'''

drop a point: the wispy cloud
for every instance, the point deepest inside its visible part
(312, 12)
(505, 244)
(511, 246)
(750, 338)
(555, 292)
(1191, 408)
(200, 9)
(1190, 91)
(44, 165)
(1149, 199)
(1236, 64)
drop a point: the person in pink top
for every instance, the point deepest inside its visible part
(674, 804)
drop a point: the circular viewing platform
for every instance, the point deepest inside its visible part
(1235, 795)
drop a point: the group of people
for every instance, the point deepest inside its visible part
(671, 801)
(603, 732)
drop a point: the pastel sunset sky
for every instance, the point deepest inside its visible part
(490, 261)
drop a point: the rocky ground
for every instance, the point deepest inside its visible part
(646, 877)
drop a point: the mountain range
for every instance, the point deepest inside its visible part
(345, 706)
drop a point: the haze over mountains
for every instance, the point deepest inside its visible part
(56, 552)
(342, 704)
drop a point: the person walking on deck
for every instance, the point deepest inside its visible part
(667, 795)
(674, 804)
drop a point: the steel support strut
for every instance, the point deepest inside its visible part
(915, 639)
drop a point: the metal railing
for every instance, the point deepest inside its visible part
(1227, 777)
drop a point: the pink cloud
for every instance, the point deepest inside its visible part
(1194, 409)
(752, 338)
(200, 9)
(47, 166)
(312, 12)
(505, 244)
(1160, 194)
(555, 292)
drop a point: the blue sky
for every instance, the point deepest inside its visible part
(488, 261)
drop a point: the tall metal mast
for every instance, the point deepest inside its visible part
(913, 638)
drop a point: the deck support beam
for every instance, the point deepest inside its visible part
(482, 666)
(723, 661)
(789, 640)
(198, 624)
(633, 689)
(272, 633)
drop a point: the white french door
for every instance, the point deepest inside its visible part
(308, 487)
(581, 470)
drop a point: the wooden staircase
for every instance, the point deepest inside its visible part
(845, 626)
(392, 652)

'''

**What is expected:** Recast the records above as a two-column CSV with the header text,answer and one row per record. Put each record's text and its answer each in a single quoted field, with line breaks turned into spaces.

**Written answer:**
text,answer
"drop a point: the wispy cloud for every instance, the point deepest inside its visible part","(312, 12) (505, 244) (511, 246) (750, 338) (555, 292) (1191, 408) (200, 9) (1190, 91) (44, 165) (1149, 199) (1236, 64)"
"drop a point: the person in pink top for every instance, the point deepest inside its visible part","(674, 804)"
"drop a point: the circular viewing platform for every instance, the point deepest inside its visible part","(1235, 795)"
"drop a point: the group of people for every instance, the point deepest inside its visible part","(671, 801) (603, 732)"
"drop a point: the pastel sunset sky for every instance, the point deepest inside its visible part","(490, 261)"
"drop a point: the rocky ground for every instance, the point deepest inside its visible part","(646, 877)"
"drop a point: the mountain range for every instance, the point deepest inside its visible part","(345, 706)"
"drop a point: the haze over mountains for every instance, the point deepest inside its visible part","(56, 552) (342, 704)"
"drop a point: the person walking on deck for every instance, the point deepest inside its visible part","(667, 795) (674, 804)"
"drop a point: the steel support strut for every instance, the point deepest inside its visible part","(915, 639)"
"drop a point: the metal railing for every instance, the point deepest inside its visible part","(1227, 777)"
"drop a point: the pink cloud for every instance, the point deepest inside its visible part","(1194, 409) (752, 338) (200, 9) (47, 166) (312, 12) (505, 244) (1160, 194) (555, 292)"
"drop a point: the blue sky for every instance, the point deepest inside its visible part","(488, 261)"
"drop a point: the tall metal mast for every instance, the point deepest inside its visible part","(913, 638)"
"drop a point: the deck support beam for every instance, the point deepest inside its visible part","(482, 666) (723, 661) (789, 640) (198, 624) (633, 689) (272, 633)"
"drop a point: the white french door for every instance, the point deepest inside its visible part","(308, 487) (581, 470)"
"drop a point: the wooden staircase for every instance, the point deepest inside its visible part","(845, 626) (392, 652)"